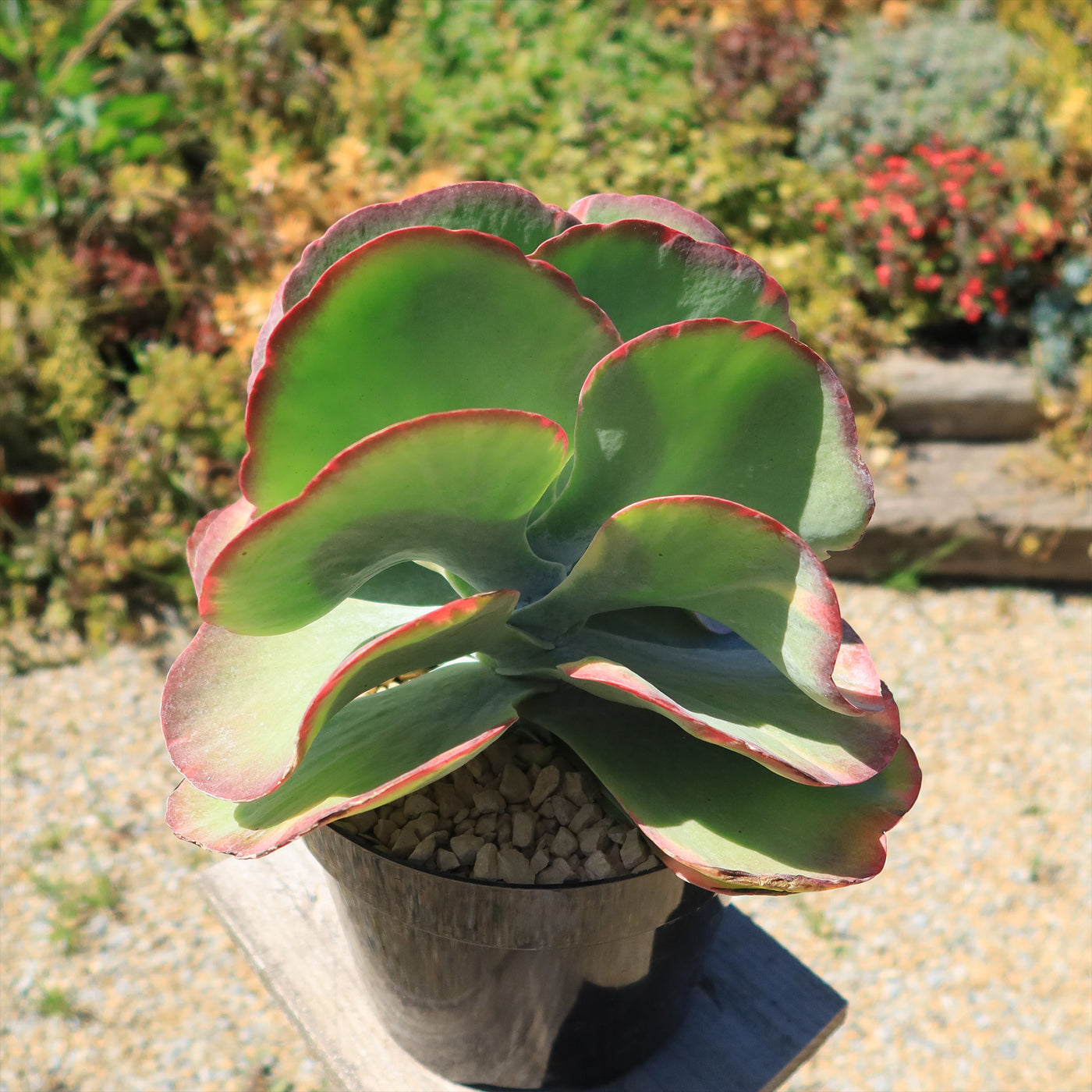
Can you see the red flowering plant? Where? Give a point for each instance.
(942, 234)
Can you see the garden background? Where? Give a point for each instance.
(909, 171)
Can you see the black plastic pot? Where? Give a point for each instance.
(520, 987)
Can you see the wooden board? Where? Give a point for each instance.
(757, 1015)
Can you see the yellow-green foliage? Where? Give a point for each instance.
(164, 161)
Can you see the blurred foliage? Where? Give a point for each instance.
(945, 234)
(941, 73)
(164, 161)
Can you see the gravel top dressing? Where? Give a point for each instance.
(966, 963)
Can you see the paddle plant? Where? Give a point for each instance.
(578, 467)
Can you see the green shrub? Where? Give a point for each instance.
(944, 73)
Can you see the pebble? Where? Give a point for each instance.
(991, 997)
(515, 786)
(546, 784)
(523, 829)
(513, 867)
(486, 863)
(441, 833)
(489, 802)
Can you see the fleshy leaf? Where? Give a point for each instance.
(608, 207)
(646, 275)
(718, 558)
(418, 321)
(232, 706)
(376, 750)
(411, 583)
(495, 207)
(728, 821)
(722, 690)
(212, 533)
(451, 488)
(718, 409)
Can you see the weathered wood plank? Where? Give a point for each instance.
(757, 1016)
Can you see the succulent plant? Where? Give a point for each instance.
(655, 597)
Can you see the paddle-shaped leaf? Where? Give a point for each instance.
(498, 209)
(232, 706)
(376, 750)
(239, 712)
(718, 409)
(453, 489)
(417, 321)
(608, 207)
(721, 559)
(647, 275)
(728, 821)
(212, 533)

■ ■ ■ ■ ■ ■ ■

**What the task requires**: Exactly and only the lines from the line containing "Can you see the succulent" through the last line of the entries should be copied, both ends included.

**Solved exercise**:
Can you see the succulent plant? Where? Give a point for each instance.
(655, 597)
Can you see the paddle-shaped leaf? Where? Give a point for each instance.
(498, 209)
(232, 706)
(376, 750)
(239, 712)
(718, 409)
(453, 489)
(417, 321)
(608, 207)
(721, 559)
(647, 275)
(728, 821)
(212, 533)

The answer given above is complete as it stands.